• **What the exercise asks**
Take all the material and copy it exactly.

[Start Data to process]

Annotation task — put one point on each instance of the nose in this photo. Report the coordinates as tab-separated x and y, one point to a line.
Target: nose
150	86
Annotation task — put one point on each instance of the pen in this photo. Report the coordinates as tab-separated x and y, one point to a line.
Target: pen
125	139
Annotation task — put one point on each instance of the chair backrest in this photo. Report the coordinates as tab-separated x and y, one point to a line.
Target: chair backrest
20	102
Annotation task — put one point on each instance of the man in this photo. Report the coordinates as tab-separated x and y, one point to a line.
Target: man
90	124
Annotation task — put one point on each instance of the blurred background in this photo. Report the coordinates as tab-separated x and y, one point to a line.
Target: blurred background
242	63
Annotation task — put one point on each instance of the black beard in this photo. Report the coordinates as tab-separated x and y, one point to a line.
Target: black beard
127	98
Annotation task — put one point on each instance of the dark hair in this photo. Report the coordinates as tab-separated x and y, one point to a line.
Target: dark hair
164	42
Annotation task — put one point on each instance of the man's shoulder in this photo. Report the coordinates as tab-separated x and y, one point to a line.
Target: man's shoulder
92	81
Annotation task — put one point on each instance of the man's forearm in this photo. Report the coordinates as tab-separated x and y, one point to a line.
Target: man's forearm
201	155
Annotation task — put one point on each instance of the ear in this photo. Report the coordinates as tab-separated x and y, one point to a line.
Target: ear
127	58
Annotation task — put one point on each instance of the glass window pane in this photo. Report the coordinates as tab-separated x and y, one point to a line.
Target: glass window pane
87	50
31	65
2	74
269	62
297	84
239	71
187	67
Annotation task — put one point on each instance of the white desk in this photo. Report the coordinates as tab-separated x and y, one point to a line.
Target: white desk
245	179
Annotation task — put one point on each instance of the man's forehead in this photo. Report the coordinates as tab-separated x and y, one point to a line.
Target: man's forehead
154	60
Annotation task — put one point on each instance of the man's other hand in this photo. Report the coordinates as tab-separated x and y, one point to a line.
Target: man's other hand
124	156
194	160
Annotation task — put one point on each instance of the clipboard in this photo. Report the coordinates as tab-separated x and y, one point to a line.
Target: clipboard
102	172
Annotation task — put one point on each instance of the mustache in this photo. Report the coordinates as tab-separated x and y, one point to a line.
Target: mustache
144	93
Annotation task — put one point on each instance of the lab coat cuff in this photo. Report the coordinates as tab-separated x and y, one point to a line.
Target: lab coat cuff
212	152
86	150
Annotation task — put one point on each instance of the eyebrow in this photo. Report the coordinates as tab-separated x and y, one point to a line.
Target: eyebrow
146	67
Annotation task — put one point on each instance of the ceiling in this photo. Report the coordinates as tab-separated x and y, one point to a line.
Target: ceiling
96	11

[End Data to process]

• **Written answer**
Annotation task — put one point on each instance of the nose in this photo. Report the coordinates as tab-separated x and y, one point to a line.
Target: nose
150	86
Annotation task — put one point on each instance of the pen in this photo. Report the coordinates as tab-separated x and y, one point to a line.
Target: pen
125	139
Annotation task — put one point on each instance of the chair backrest in this photo. Report the coordinates as tab-separated x and y, one point to a line.
Target: chair backrest
20	102
Annotation task — put one point on each instance of the man in this photo. Report the coordinates as tab-separated x and y, one point to a line.
Target: man
90	124
Annotation task — put one point on each instance of the blurred background in this photo. Report the coordinates as tab-separated x and y, one point to a line.
Target: blurred background
242	63
Annotation task — put one point on each instance of the black beard in this photo. Report the coordinates as tab-separated x and y, one point to a line.
Target: black beard
127	98
Annotation task — put one point on each instance of the dark hair in this photo. Report the coordinates as tab-separated x and y, one point to a line.
Target: dark hair
164	42
Annotation task — put one point on each instance of the man's shoulder in this photo. Report the coordinates as tab-separated x and y, one point to a line.
Target: man's shoulder
92	81
Annotation task — put one point on each instance of the man's forearm in this photo. Report the coordinates as tab-separated x and y, one point to a line.
Target: man's forearm
201	155
Annotation task — put one point on each instance of the ear in this photo. Report the coordinates as tab-separated x and y, one point to a line.
Target: ear
127	58
Annotation task — put one point on each instance of the glass window pane in this photo. Report the coordinates as tab-separated x and y, one point to a line.
Target: glass window pane
87	50
31	65
2	74
269	62
297	84
239	71
187	67
Annotation task — put one point on each instance of the white desk in this photo. Report the coordinates as tab-separated x and y, one point to a line.
Target: white desk
245	179
Annotation task — put one point on each instance of the man's forehead in this photo. Report the coordinates as tab-separated x and y, one point to a line.
Target: man's forehead
154	60
Annotation task — put one point on each instance of the man's other hand in this photo. Report the coordinates as tab-separated x and y, one point to a line.
Target: man's other hand
124	156
194	160
Annotation task — put one point on each instance of the clipboard in this photo. Report the coordinates as tab-separated x and y, one point to a line.
Target: clipboard
102	172
Annotation task — put one point on each instance of the mustache in this photo. Report the coordinates as tab-separated x and y, one point to a line.
Target: mustache
144	93
Annotation task — put one point on each instance of the lab coat cuff in this photo. Report the coordinates as tab-separated x and y, one point to a line.
Target: lab coat cuff
212	152
86	150
Annotation task — put one point on each instance of the eyebrow in this photo. Report the coordinates as tab-separated x and y, one point to a line.
Target: eyebrow
146	67
Annotation task — put one point on each instance of the ceiling in this photo. Report the coordinates as tab-separated x and y, one point to a line.
Target: ceiling
96	11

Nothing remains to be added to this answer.